SET EXERCISE: Print all of the material below word for word, keeping every line unchanged and in its original order.

— BEGIN PROVIDED MATERIAL —

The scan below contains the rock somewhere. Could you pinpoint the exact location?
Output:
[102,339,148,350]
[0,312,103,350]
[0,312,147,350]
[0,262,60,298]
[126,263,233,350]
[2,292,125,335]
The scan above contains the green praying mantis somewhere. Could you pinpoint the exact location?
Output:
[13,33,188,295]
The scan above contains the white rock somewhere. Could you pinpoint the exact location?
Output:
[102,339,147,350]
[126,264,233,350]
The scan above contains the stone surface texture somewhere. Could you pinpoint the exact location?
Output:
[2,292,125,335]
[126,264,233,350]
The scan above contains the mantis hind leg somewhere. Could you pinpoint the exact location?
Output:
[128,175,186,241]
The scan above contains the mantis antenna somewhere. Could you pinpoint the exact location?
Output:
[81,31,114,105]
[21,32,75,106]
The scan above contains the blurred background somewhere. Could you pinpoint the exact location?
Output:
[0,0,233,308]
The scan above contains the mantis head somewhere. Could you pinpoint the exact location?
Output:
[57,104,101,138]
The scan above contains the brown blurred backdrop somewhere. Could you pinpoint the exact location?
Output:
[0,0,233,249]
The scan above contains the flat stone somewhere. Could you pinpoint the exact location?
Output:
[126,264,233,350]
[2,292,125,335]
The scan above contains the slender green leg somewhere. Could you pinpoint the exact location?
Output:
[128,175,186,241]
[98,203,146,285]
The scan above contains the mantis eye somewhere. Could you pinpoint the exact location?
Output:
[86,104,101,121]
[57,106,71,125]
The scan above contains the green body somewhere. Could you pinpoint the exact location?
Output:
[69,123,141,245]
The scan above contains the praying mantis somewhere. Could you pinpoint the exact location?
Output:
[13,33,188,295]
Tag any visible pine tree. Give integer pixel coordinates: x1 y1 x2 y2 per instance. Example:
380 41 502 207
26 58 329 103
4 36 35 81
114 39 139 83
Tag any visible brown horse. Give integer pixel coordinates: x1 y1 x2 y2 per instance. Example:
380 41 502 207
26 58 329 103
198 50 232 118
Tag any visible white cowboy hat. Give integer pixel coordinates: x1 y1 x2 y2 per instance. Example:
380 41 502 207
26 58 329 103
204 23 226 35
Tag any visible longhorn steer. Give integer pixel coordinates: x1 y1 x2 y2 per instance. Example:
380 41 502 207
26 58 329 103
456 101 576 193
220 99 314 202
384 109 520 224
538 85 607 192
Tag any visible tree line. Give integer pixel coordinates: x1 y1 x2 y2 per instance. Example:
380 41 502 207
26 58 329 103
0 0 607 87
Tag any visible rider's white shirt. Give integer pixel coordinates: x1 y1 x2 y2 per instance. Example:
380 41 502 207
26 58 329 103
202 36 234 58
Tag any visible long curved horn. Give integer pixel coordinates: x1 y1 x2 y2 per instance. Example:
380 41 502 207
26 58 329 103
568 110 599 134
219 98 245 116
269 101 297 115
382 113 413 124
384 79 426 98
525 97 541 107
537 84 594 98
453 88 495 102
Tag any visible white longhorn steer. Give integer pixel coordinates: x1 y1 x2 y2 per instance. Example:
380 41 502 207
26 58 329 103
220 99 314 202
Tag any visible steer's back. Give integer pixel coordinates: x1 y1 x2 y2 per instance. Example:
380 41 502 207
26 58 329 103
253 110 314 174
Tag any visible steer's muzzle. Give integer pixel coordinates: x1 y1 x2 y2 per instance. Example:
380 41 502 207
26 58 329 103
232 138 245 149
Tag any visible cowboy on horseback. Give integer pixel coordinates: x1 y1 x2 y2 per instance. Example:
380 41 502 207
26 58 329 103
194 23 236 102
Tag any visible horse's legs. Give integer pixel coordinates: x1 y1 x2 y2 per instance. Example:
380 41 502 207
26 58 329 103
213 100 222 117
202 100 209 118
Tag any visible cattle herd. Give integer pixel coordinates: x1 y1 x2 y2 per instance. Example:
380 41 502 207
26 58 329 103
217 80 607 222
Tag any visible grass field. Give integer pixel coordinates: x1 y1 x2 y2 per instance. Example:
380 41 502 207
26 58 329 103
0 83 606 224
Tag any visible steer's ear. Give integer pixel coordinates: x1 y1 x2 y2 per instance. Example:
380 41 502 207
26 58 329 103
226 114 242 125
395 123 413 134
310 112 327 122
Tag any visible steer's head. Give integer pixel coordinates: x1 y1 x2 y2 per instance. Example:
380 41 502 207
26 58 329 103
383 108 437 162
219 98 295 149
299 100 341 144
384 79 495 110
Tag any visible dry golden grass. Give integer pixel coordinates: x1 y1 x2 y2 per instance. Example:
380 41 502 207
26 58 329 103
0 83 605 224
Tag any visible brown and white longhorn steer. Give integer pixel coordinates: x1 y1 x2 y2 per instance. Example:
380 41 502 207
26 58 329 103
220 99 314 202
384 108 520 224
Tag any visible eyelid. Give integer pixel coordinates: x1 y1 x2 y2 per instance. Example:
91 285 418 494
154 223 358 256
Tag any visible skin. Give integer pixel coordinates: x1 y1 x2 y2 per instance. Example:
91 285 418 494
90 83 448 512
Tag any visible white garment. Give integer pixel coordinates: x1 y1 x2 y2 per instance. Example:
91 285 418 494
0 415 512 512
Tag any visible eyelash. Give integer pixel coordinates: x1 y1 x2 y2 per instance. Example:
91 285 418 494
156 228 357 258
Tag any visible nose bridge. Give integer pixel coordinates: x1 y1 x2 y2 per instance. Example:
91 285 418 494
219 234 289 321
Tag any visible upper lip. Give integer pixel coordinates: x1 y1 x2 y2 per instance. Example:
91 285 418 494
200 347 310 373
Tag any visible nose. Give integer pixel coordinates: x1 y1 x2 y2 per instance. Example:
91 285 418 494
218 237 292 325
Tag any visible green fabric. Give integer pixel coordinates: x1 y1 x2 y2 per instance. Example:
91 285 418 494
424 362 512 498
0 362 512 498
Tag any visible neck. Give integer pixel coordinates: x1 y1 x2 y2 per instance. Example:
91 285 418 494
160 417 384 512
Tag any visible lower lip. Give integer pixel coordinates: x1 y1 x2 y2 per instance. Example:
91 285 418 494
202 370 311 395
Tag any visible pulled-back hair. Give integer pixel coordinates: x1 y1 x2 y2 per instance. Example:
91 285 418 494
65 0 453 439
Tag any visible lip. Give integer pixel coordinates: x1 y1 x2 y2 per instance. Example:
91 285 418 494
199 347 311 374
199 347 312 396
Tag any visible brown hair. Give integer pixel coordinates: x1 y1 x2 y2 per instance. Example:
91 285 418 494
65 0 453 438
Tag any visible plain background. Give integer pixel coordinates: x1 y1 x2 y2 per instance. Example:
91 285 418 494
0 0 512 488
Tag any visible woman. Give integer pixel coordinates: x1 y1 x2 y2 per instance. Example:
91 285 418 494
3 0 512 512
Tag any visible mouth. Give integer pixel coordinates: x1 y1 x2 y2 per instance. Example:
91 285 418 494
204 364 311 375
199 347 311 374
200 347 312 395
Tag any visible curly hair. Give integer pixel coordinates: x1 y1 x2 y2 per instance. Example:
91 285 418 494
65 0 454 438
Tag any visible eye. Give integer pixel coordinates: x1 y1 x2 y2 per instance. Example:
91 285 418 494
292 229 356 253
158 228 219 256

— END PROVIDED MATERIAL —

RESPONSE:
The scan below contains the rock somewhere. Could you pinpoint the exact location?
Output:
[102,339,148,350]
[0,312,103,350]
[0,312,147,350]
[0,262,60,298]
[126,263,233,350]
[2,292,125,335]
The scan above contains the green praying mantis somewhere. Could you pinpoint the exact location?
Output:
[13,33,188,295]
The scan above contains the white rock somewhere. Could you pinpoint the exact location?
Output:
[102,339,147,350]
[126,264,233,350]
The scan above contains the stone surface texture somewhere. Could you pinpoint the exact location?
Output:
[2,292,125,335]
[126,264,233,350]
The scan above contains the mantis hind leg somewhere. Could you pinpoint the exact location?
Output:
[128,175,186,241]
The scan above contains the mantis antenna somewhere. Could you pinpoint the exact location?
Output:
[81,31,114,105]
[21,32,75,106]
The scan above contains the blurred background somewhere. Could you pinpoint the exact location?
Output:
[0,0,233,308]
The scan above contains the mantis head somewhere. Could you pinpoint the exact location?
Output:
[57,104,101,138]
The scan above contains the brown blurred backdrop somewhere. Could you pinpoint the exact location?
Output:
[0,0,233,249]
The scan above contains the flat stone somewhere. Could you pinpoint the exact location?
Output:
[126,264,233,350]
[2,292,125,335]
The scan above contains the slender green leg somewhere. Could you pinpoint the exact location?
Output:
[128,175,186,241]
[98,203,146,285]
The scan above contains the mantis eye somewhere. Could you pinpoint the exact location?
Output:
[86,104,101,121]
[57,106,71,125]
The scan above contains the green body somewhere. Could you pinpoint the exact location?
Output:
[69,123,141,245]
The scan above contains the praying mantis somewhere. Could you pinpoint the exact location?
Output:
[13,33,188,295]
Tag any visible pine tree. Give integer pixel coordinates: x1 y1 x2 y2 per instance. Example:
380 41 502 207
26 58 329 103
4 36 35 81
114 39 139 83
Tag any visible brown horse. Give integer pixel coordinates: x1 y1 x2 y2 per instance. Example:
380 41 502 207
26 58 329 103
198 50 232 118
Tag any visible white cowboy hat. Give integer pixel coordinates: x1 y1 x2 y2 per instance. Example:
380 41 502 207
26 58 329 103
204 23 226 35
Tag any visible longhorn steer. Give integer pixel coordinates: x1 y1 x2 y2 per instance. Example:
380 41 502 207
26 58 329 103
456 101 576 193
220 99 314 202
384 109 520 224
538 85 607 192
Tag any visible tree line. Give integer pixel coordinates: x1 y1 x2 y2 per instance. Example:
380 41 502 207
26 58 329 103
0 0 607 87
Tag any visible rider's white shirt. Give integer pixel coordinates: x1 y1 x2 y2 per instance. Example:
380 41 502 207
26 58 329 103
202 36 234 58
Tag any visible long curved horn. Give integer pixel coordinates: x1 y1 x2 y2 per instance. Example:
380 41 502 207
26 58 329 103
568 110 599 134
219 98 245 116
269 101 297 115
382 113 413 124
384 79 426 98
525 97 541 107
537 84 594 98
453 88 495 102
Tag any visible white longhorn steer. Give integer pixel coordinates: x1 y1 x2 y2 per instance. Example:
380 41 502 207
26 58 329 103
220 99 314 202
Tag any visible steer's back. Give integer pixel coordinates: x1 y1 x2 y2 per instance. Example:
380 41 502 207
26 58 329 103
253 110 314 174
Tag any visible steer's muzzle. Give integer pixel coordinates: x1 y1 x2 y2 per instance. Example:
380 41 502 207
26 58 329 103
232 138 245 149
Tag any visible cowboy on horseback. Give integer pixel coordinates: x1 y1 x2 y2 per instance. Example:
380 41 502 207
26 58 329 103
194 23 236 102
Tag any visible horse's legs. Give integer pixel coordinates: x1 y1 x2 y2 per instance. Example:
380 41 502 207
26 58 329 103
213 100 222 117
202 100 209 118
Tag any visible cattle herd. Give integer pixel coordinates: x1 y1 x2 y2 per instance. Example:
380 41 502 207
26 58 329 103
217 80 607 222
Tag any visible grass field. Give integer pixel coordinates: x1 y1 x2 y2 per instance. Example:
380 41 502 207
26 58 329 103
0 83 606 224
Tag any visible steer's ear. Give integer pixel coordinates: x1 y1 x2 y2 per instance. Example:
380 41 502 207
26 58 329 103
226 114 242 125
395 123 413 134
310 112 327 122
Tag any visible steer's head. Give integer pixel coordinates: x1 y1 x2 y2 per instance. Example:
380 41 502 207
26 58 329 103
383 108 437 162
219 98 295 149
299 100 341 144
384 79 495 110
Tag any visible dry golden grass. Give integer pixel coordinates: x1 y1 x2 y2 per instance. Example:
380 41 502 207
26 58 329 103
0 83 605 224
Tag any visible brown and white longhorn steer. Give integer pixel coordinates: x1 y1 x2 y2 per instance. Example:
380 41 502 207
26 58 329 103
220 99 314 202
384 108 520 224
Tag any visible eyelid. Give integer pixel coordinates: x1 y1 x2 y2 per instance. Example:
91 285 418 494
154 223 358 256
Tag any visible skin. Give integer pixel coordinates: x1 y1 x2 y2 per instance. Example:
91 285 418 494
90 83 448 512
Tag any visible white garment. Give integer pixel coordinates: x1 y1 x2 y2 per instance. Example:
91 285 418 494
0 415 512 512
Tag any visible eyelash. Give integer pixel coordinates: x1 y1 x2 y2 per instance. Example:
91 285 418 494
156 228 357 258
Tag any visible nose bridge. Give integer pixel coordinates: x1 y1 x2 y2 per instance. Example:
91 285 418 494
219 234 289 321
Tag any visible upper lip. Give integer pixel coordinates: x1 y1 x2 y2 per instance. Example:
91 285 418 494
200 347 310 373
Tag any visible nose. Give integer pixel coordinates: x1 y1 x2 y2 per instance. Example:
91 285 418 494
218 237 292 325
Tag any visible green fabric. Give integer pixel coordinates: x1 y1 x2 y2 per instance. Example:
91 285 418 494
424 362 512 498
0 362 512 498
Tag any visible neck. Give integer pixel coordinates: x1 y1 x2 y2 per instance. Example:
91 285 418 494
160 417 384 512
Tag any visible lower lip. Give integer pixel coordinates: x1 y1 x2 y2 per instance. Example:
91 285 418 494
202 370 311 395
Tag any visible pulled-back hair. Give integer pixel coordinates: x1 y1 x2 y2 per instance. Example:
91 285 418 494
65 0 453 439
Tag any visible lip. Give integer pixel coordinates: x1 y1 x2 y2 per instance. Example:
91 285 418 494
199 347 311 374
199 347 312 396
Tag any visible brown hair. Give integer pixel coordinates: x1 y1 x2 y2 per instance. Example:
91 285 418 494
65 0 453 438
Tag any visible plain background. Give integer pixel coordinates: x1 y1 x2 y2 per instance. Example:
91 285 418 494
0 0 512 488
Tag any visible woman. Give integer pixel coordinates: x1 y1 x2 y2 per instance. Example:
91 285 418 494
3 0 512 512
Tag any visible mouth. Give integer pixel coordinates: x1 y1 x2 y2 per instance. Example:
91 285 418 494
204 364 311 375
199 347 311 374
200 347 312 395
Tag any visible curly hair. Give integer pixel coordinates: x1 y1 x2 y2 per instance. Example:
91 285 418 494
65 0 454 438
Tag any visible eye. Give integer pixel coordinates: x1 y1 x2 y2 per instance. Example:
91 285 418 494
292 229 356 253
158 228 219 256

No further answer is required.